About this task:
Would it be possible to copy exactly the lines from the one containing "of the sign" to the end of the entries, including both and nothing else?

Information given:
========================================

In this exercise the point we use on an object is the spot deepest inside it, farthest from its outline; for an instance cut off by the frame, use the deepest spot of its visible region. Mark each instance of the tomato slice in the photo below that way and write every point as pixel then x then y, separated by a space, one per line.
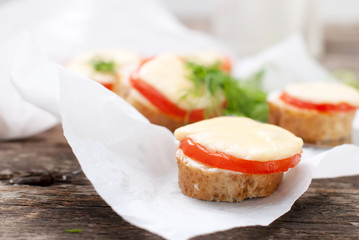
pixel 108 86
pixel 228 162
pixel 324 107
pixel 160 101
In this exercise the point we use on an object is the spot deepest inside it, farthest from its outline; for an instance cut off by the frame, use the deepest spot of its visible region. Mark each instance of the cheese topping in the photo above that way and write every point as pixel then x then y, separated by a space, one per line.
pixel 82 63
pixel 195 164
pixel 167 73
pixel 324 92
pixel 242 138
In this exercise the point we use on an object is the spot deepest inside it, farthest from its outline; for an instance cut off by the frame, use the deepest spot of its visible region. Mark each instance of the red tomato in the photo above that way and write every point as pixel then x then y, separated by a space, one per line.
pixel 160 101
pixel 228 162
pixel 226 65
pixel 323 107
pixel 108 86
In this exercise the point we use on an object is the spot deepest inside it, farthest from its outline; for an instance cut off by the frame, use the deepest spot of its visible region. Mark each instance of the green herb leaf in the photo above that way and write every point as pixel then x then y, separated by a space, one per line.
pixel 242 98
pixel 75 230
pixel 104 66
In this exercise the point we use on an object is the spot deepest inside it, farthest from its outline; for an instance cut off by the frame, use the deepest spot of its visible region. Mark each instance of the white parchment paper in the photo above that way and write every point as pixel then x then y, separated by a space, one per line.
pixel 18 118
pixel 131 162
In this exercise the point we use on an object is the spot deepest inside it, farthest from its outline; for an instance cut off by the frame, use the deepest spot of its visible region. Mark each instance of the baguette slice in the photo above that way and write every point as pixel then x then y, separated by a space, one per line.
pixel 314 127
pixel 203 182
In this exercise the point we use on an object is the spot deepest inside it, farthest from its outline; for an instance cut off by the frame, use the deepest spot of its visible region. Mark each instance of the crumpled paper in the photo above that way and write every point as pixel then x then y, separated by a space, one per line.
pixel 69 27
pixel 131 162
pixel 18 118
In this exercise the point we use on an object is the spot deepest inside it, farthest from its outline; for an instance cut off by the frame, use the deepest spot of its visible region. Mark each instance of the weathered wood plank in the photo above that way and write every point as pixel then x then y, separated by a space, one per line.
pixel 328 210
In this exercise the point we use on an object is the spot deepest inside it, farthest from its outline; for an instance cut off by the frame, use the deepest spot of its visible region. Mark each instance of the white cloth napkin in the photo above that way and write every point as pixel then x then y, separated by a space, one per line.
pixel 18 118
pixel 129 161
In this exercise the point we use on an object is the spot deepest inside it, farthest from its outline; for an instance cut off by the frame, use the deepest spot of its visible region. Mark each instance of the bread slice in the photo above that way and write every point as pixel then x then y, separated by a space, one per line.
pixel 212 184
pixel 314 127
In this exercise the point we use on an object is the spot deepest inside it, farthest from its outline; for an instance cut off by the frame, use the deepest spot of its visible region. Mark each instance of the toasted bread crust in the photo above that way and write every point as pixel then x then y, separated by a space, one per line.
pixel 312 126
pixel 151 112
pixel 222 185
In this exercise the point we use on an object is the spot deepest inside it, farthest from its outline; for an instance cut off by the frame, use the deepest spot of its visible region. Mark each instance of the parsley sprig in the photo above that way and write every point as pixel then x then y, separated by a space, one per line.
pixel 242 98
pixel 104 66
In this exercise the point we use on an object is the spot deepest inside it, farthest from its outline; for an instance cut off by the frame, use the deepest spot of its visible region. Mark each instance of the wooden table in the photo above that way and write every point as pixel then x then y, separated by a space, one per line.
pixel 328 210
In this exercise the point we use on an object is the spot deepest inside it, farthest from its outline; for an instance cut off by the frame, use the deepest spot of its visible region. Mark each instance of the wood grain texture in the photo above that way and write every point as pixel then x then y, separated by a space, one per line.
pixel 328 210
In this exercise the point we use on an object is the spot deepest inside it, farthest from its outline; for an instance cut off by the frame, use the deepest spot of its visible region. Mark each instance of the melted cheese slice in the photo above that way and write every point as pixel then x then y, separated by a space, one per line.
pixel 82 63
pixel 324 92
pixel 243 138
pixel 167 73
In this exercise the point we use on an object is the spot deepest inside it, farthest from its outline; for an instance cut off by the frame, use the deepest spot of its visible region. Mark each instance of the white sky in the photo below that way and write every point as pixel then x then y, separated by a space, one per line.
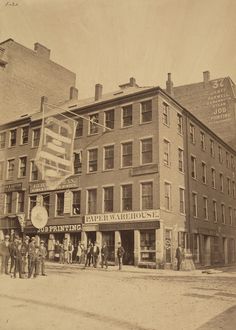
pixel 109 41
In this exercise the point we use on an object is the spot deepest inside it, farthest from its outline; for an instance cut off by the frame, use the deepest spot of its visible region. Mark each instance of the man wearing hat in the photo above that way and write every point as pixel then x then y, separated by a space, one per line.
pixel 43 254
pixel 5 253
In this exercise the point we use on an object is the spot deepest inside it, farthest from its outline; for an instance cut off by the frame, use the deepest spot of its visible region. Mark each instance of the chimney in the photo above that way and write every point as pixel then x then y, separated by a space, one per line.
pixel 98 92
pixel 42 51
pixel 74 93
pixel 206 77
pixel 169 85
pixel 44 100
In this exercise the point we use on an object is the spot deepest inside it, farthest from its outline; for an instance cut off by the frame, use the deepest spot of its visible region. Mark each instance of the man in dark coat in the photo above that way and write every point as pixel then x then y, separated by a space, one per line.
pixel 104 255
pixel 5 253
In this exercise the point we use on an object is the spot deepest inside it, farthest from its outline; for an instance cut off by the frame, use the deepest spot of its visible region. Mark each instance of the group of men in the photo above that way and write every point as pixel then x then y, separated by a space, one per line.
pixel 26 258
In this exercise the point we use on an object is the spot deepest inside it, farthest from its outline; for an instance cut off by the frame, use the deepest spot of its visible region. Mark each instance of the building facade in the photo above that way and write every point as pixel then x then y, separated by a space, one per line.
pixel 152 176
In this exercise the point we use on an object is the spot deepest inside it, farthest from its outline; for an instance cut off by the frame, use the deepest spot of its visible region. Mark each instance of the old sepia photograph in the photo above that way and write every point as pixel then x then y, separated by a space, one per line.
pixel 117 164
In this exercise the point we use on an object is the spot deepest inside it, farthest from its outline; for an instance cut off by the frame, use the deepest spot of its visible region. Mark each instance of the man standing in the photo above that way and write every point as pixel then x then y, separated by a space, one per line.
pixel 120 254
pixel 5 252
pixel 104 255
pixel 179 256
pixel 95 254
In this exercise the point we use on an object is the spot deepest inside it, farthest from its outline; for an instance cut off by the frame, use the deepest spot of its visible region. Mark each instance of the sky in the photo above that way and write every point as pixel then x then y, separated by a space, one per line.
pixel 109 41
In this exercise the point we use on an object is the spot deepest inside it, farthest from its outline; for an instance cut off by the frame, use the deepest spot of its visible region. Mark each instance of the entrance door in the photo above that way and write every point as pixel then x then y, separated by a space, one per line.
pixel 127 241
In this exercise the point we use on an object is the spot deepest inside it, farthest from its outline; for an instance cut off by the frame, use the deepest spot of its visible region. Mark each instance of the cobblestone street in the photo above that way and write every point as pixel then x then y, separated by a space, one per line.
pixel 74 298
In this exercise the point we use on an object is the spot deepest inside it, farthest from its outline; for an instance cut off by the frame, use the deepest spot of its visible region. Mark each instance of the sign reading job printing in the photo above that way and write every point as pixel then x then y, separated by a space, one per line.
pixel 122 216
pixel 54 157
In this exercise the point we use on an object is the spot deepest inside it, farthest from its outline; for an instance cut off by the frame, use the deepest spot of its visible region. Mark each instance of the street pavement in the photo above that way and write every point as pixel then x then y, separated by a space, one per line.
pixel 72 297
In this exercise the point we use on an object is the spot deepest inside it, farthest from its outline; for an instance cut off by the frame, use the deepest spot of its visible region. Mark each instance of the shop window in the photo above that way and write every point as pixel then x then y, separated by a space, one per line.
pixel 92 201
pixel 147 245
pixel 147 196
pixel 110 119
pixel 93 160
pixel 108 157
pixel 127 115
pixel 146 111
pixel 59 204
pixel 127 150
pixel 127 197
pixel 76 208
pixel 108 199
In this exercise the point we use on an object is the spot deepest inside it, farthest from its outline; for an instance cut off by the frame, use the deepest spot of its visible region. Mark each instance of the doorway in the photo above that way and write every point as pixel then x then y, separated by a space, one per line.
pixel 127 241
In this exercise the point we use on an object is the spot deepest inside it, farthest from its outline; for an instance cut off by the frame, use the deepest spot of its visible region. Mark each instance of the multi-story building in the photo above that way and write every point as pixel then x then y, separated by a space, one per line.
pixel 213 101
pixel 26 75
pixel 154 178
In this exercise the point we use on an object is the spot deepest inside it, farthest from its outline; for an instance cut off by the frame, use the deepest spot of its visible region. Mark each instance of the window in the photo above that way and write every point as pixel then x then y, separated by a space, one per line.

========================================

Problem solution:
In this exercise the point we use on an object is the spot deepest inside it, farthest from its outline; for an instance cut off by the frame, use the deepest spot of its visible region. Mark each instance of the sign reading job printing in the photo above that way and write every point as pixel then x then y, separated by a space, one per line.
pixel 122 216
pixel 54 157
In this exercise the point we use on an object is the spot deepest inside it, farthest from its outline; for an instance cut off by the frame, use the deepest spot of its visible region. Mark each instance of the street pavement in the photo above that way and write every point as pixel then x then y, separated by a space, one per line.
pixel 72 297
In this exercise the point we use on an object is the spot deepest inside it, farthest from its outline; for an instance cut off by the frame, use the deepest spot of its visible region. Mark each instance of the shop window in the photo above that way and write every point as pixel then x then y, separated by a space, one per line.
pixel 92 201
pixel 147 245
pixel 147 196
pixel 110 119
pixel 93 160
pixel 108 157
pixel 127 115
pixel 146 111
pixel 59 204
pixel 127 150
pixel 127 197
pixel 76 208
pixel 108 199
In this exercise the point we use on an object is the spot deepest inside it, farthest from its outline; for an instance cut off by the frame, use the deepest spot of its visible region. Mark each instance of the doorway in the photo above that way and write every point as pixel then x then y, separated by a space, one per line.
pixel 127 241
In this exercise the point we use on an object is the spot deepest inside it, farthest from its outline; for an instance cut off by the frame, use the deepest spot of its visible region. Mark each instance of the multi-story building in the photo above that way and write every point as pixel then x then y, separated by a space, one per line.
pixel 213 101
pixel 26 75
pixel 154 178
In this exercise the point we use on an object is the spot deepest inside it, farthest from its outline; for an instance cut off by the frame, use the deepest spot of its visible region. Mark each instance of the window in the photo above that way and write every point as pixel then x then y, separated by a space, one per line.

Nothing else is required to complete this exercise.